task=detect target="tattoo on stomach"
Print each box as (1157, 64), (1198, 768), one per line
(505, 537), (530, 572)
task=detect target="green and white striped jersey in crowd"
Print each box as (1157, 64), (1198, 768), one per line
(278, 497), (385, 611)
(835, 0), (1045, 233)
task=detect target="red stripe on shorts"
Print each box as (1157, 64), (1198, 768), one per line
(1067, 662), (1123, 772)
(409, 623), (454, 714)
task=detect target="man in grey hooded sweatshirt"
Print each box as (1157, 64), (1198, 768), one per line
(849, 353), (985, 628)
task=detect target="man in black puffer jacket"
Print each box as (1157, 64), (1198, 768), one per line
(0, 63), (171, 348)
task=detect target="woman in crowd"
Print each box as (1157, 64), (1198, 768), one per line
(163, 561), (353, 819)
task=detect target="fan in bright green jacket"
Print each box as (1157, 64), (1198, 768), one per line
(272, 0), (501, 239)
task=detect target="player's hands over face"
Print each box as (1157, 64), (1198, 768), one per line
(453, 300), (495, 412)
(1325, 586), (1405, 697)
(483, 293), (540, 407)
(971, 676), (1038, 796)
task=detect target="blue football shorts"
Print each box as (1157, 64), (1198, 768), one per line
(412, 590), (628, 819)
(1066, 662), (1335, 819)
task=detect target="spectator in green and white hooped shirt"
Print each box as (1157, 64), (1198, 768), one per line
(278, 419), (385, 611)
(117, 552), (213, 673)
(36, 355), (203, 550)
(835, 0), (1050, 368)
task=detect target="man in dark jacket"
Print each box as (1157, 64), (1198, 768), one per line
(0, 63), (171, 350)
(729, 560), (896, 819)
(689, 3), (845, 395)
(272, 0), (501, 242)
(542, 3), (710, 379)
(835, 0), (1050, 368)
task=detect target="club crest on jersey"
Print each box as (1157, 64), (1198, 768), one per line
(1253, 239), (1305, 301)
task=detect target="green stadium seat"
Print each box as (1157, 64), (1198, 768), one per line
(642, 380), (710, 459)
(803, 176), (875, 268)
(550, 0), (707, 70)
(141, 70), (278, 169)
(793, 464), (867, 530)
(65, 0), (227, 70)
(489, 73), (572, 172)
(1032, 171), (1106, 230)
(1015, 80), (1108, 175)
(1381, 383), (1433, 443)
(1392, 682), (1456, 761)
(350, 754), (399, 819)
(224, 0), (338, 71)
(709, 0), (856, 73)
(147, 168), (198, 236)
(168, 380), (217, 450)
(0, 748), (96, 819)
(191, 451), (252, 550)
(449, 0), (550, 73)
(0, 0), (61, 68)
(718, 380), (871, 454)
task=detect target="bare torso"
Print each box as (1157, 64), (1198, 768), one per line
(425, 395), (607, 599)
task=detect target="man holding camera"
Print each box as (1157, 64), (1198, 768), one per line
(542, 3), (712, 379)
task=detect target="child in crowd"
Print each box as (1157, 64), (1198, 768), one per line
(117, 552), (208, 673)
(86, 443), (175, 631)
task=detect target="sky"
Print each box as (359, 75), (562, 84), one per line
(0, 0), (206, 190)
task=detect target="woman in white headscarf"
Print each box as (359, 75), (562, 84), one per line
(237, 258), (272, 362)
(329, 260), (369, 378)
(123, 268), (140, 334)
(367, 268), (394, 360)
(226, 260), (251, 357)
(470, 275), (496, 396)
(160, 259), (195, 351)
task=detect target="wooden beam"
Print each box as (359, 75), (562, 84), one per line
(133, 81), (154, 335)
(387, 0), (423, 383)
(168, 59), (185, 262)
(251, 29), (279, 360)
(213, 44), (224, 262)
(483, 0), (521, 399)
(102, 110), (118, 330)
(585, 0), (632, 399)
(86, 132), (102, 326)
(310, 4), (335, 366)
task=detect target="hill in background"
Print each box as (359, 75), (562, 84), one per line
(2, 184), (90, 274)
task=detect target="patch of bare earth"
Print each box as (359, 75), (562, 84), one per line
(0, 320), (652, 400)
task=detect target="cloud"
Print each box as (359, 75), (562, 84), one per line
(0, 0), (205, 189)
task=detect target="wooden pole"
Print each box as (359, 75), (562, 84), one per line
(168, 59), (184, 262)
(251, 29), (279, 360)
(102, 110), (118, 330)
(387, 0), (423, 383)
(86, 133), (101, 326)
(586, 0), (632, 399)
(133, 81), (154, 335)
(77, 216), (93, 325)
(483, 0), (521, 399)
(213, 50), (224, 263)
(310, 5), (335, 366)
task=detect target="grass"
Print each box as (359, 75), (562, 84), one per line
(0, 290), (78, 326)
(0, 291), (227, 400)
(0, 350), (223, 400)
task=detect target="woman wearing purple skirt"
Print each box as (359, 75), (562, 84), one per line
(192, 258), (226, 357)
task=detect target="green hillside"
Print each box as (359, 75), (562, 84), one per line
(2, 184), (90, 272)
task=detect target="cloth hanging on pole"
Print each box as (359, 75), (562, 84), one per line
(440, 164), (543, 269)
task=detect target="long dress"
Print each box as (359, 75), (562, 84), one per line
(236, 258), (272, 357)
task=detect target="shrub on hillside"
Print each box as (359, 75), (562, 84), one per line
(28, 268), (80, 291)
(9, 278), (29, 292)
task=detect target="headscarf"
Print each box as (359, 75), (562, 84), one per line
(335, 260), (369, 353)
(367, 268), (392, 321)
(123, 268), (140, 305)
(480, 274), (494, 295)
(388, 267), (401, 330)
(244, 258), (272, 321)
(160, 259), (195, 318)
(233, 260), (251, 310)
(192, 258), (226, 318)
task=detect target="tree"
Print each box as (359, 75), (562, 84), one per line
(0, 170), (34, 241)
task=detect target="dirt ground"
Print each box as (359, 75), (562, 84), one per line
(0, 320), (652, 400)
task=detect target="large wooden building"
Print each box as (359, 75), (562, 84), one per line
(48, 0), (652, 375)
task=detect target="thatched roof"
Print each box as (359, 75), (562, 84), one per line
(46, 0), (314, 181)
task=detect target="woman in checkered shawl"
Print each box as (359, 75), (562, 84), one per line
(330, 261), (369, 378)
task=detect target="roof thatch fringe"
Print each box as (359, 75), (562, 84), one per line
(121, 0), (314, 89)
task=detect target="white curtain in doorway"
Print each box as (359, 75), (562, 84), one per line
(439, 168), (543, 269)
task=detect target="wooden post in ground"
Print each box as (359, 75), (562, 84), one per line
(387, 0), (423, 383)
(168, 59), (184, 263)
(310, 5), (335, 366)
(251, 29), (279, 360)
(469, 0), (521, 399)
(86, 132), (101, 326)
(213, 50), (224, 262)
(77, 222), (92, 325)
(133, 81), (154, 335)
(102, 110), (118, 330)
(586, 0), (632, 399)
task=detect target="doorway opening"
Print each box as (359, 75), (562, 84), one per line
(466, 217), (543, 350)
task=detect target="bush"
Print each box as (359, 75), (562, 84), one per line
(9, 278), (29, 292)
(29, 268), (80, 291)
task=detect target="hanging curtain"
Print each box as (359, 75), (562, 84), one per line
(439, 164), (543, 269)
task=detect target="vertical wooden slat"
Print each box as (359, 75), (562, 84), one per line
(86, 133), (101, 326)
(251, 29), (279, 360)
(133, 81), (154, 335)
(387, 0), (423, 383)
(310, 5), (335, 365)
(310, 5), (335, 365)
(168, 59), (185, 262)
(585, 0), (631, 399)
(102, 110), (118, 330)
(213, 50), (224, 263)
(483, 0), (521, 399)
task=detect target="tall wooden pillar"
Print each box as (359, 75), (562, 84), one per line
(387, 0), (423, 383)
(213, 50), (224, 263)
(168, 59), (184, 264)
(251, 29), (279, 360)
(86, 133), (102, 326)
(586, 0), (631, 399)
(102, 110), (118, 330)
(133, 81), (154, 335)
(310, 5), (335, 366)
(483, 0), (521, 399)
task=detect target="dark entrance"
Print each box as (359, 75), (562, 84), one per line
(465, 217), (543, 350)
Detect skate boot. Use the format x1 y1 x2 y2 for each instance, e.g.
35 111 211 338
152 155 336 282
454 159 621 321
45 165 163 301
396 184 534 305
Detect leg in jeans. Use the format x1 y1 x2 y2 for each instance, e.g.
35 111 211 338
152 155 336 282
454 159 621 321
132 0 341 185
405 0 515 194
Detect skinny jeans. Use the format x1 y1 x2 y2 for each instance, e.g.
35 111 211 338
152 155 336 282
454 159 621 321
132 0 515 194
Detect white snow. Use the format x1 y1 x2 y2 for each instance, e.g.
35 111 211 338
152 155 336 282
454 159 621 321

▶ [PROBLEM DETAILS] Please turn the entries, starting at the first entry and ending at the line that contains "(1253, 239), (1305, 301)", into a two-column CSV with the header entry_text,answer and one row per entry. Put the entry's text and its answer each in a single quoted field, with line breaks replaced by spaces.

▶ [RESPONSE]
entry_text,answer
"task=detect target=""tattoo on stomach"" Print each box as (1157, 64), (1198, 768), one per line","(505, 537), (530, 572)"
"task=detect target=""green and white striped jersey in crowd"" Print each box as (1157, 64), (1198, 768), one per line","(278, 497), (385, 611) (835, 0), (1045, 233)"
"task=detect target=""red stripe on shorts"" Print each box as (1157, 64), (1198, 768), one per line","(1067, 662), (1123, 772) (409, 623), (454, 714)"
"task=detect target=""man in grey hooded sweatshirt"" Print each box as (1157, 64), (1198, 768), one per line","(849, 353), (985, 628)"
"task=detect target=""man in black puffer jacket"" Print each box as (1157, 64), (1198, 768), one per line","(0, 63), (171, 348)"
"task=detect target=""woman in crowd"" Print each box as (1157, 64), (1198, 768), one per line","(163, 561), (353, 819)"
"task=detect target=""fan in bright green jacket"" Print each box as (1157, 64), (1198, 768), one per line","(272, 0), (501, 239)"
"task=detect target=""player's hands over face"" Print each box as (1157, 64), (1198, 768), one per line","(453, 300), (495, 412) (1325, 586), (1405, 697) (483, 293), (540, 407) (971, 676), (1038, 796)"
"task=detect target=""blue football shorts"" Print each box as (1157, 64), (1198, 768), one per line","(412, 590), (628, 819) (1066, 662), (1335, 819)"
"task=detect target=""spectator in green and white hooped shirt"" Print each box as (1157, 64), (1198, 768), one per line","(278, 419), (385, 611) (117, 552), (213, 673) (36, 355), (203, 550) (835, 0), (1050, 368)"
"task=detect target=""man in dark jacket"" Print each box as (1157, 64), (1198, 768), one per line","(0, 63), (171, 350) (729, 560), (896, 819) (689, 3), (845, 395) (272, 0), (501, 242) (542, 3), (710, 379) (835, 0), (1050, 368)"
"task=detect target=""club crest on jersey"" Print each box as (1157, 64), (1198, 768), one per line","(1253, 239), (1305, 301)"